Every bloody dragon looks down on all humanoids. Drow enslave other species. Tieflings are always treated with suspicion or outright hunted because of their demonic connections in oh so many source books. And that is just fine. A DM can create any type of themes in the DM's world. The players can choose to play in that world, or move on to another table.
In my game, the continent is essentially 5 regions, separated by 2 mountain ranges. The humans occupy the 2 coastal regions, the dwarves live in and under the mountain ranges, and the elves run the middle section between the ranges. Orcs have running wars with everyone in the north. The Dwarves have an ancient antipathy towards the elves, and xenophobic in general. All three species hate the Orcs with a passion, due to old wars, and kill on sight any Orcs and Half-Orcs. That was established in session 0 and I have had NO ONE make a peep about it.
You know why? Because it is a game, and elves, dwarves, and orcs don't exist in the real world. Inside the D&D fantasy setting, we can set up whatever we want. Now, when there can be a real world correlation, aka homophobia, that is a totally different thing.
RodneyMcNeely,
Like I said in my post, it made me a bit uncomfortable in that situation too. So I in no way disagree with you on that point.
But also like I said, their reasoning for it was that they were all terrified of accidentally offending someone by using the wrong pronouns or labels when conversing with them. When accidentally misgendering someone in conversation could potentially be a trigger that completely ruins someone’s good time, better to avoid the mistake if at all possible. By getting it all out up front, it let everyone feel more at ease, and made sure the entire event was acknowledged as an emotional safe space.
When conversing with someone they had just met, there was a bit of anxiety until they knew how to avoid offending the other person. By not introducing oneself the way I described earlier, one wasn’t telling them what one found safe, which made folks nervous. Considering the fact that in one evening I met dozens of people including individuals of no fewer than a 1/2 dozen different gender identities, I can understand why. Herero-cisgen folks don’t hold the monopoly on being potentially confused and or intimidated after all. So while it was strange to me to witness, I understand why the practice exists.

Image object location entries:
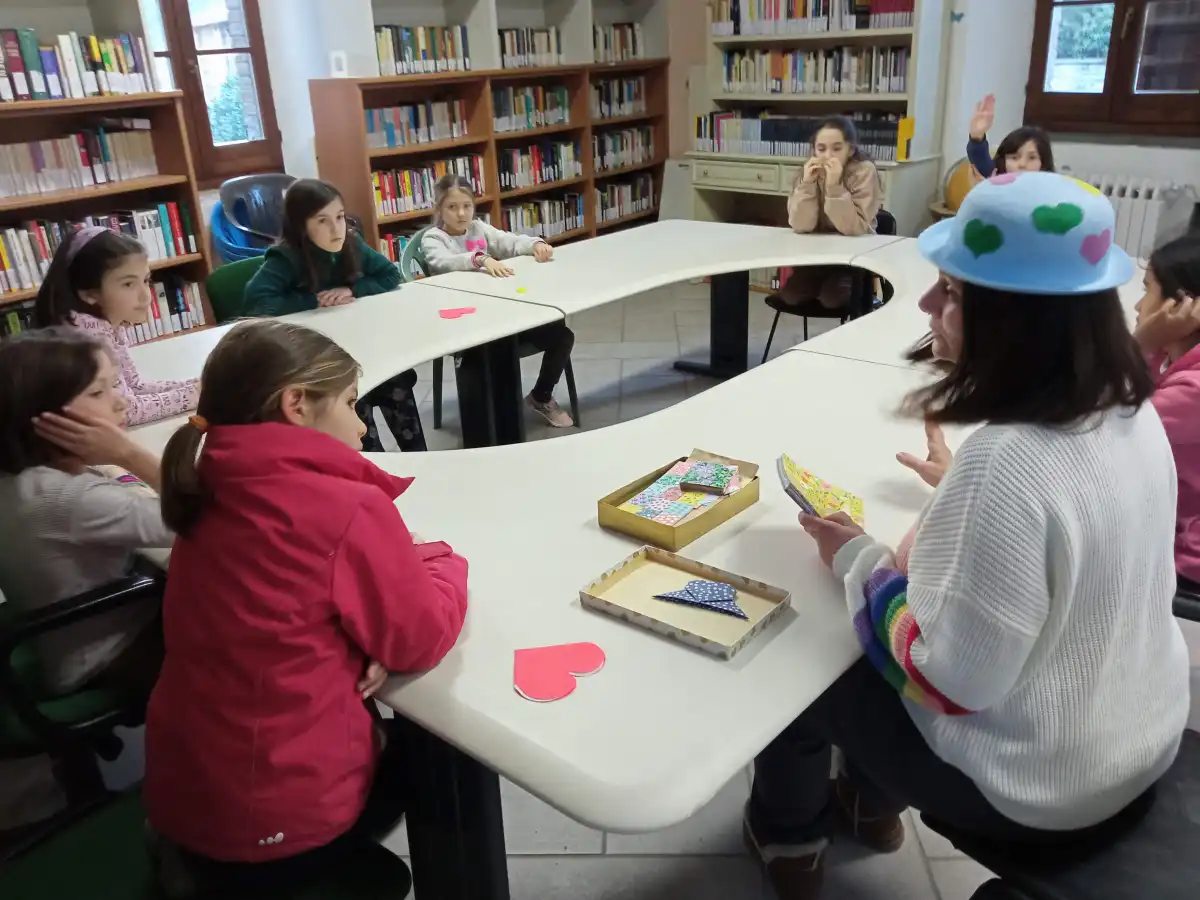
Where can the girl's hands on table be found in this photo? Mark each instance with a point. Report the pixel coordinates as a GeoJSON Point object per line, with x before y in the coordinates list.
{"type": "Point", "coordinates": [937, 456]}
{"type": "Point", "coordinates": [496, 268]}
{"type": "Point", "coordinates": [831, 534]}
{"type": "Point", "coordinates": [335, 297]}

**SHORT PROBLEM A:**
Copy the image object location entries verbatim, omitting the pictures.
**SHORT PROBLEM B:**
Continue the forum discussion of tabletop game themes and pronoun introductions from its final sentence onward.

**FINAL ANSWER A:**
Where can the girl's hands on table be found in this photo? Mark each instance with a point. Report the pixel coordinates as a GeoJSON Point object per line, with x before y in the coordinates list.
{"type": "Point", "coordinates": [937, 456]}
{"type": "Point", "coordinates": [496, 268]}
{"type": "Point", "coordinates": [831, 534]}
{"type": "Point", "coordinates": [335, 297]}

**FINAL ANSWER B:**
Keep in mind, it was also just as common to include stuff like “Vegan” in the list simply to let folks know to not talk to them about meat. It was like announcing what a person’s safe topics were up front so that people could avoid saying anything that might hurt their feelings. If someone announced themselves as vegan, best not to recommend the cheeseburger for example.
Kinda like going to a nerdy meet-‘n-greet and introducing oneself by name and preferred games. “Hi, I’m Sposta and I prefer in-person TTRPGS, board games, and online FPSs.” Now everyone knows to not waste their time or mine trying to talk about VTTs with me since it was expressly excluded in my introduction. Only difference is, if you try to ask me about Roll20, you’re not likely to upset me.
And just in case a post
by a long term D&D player;
who is also part of the LGBT+ comunity;
about inclusivity, discrimination, and changing social norms;
and in particular about how it all pertains to some people in the LGBT+ community
might possibly be considered “off topic” in a thread specifically about inclusivity and/or discrimination towards LGBT+ folks, as experienced through D&D:
The real world is becoming more aware and more inclusive in general. That will inevitably extend to our nerdy little corner of it, including this hobby. Having read this thread, it is apparent that, while some instances of discrimination have occurred (as was inevitable), the overall firsthand accounts of it are very few, and even secondhand accounts of it are in the minority of peoples’ experiences. With the world becoming even more inclusive than it was almost 30 years ago when I started in the hobby, one can reasonably anticipate that those instances will likely become even less common in future.
Hopefully, by promoting awareness in this community about some of the concerns held by some of the people in the LGBT+ comunity, whenever people find themselves in a situation where the two communities overlap, that a little thought and care be put into the choices people make as to what they might say or how they may say those things.
There are reasons why I try really, really hard to only ever use gendered pronouns when referring to folks of whom I know their gender identities. Otherwise I always use “they” or “one” in my posts. There is a reason why I specifically mention my gender neutral usage of the word “dude” in my posts. I do so specifically to be sure that I don’t accidentally misgender anyone in these forums. I do it to protect the feelings of others, and hopefully as an example to be mindful of the issue.
A little mindfulness never hurt anyone, a little thoughtlessness hurts everyone.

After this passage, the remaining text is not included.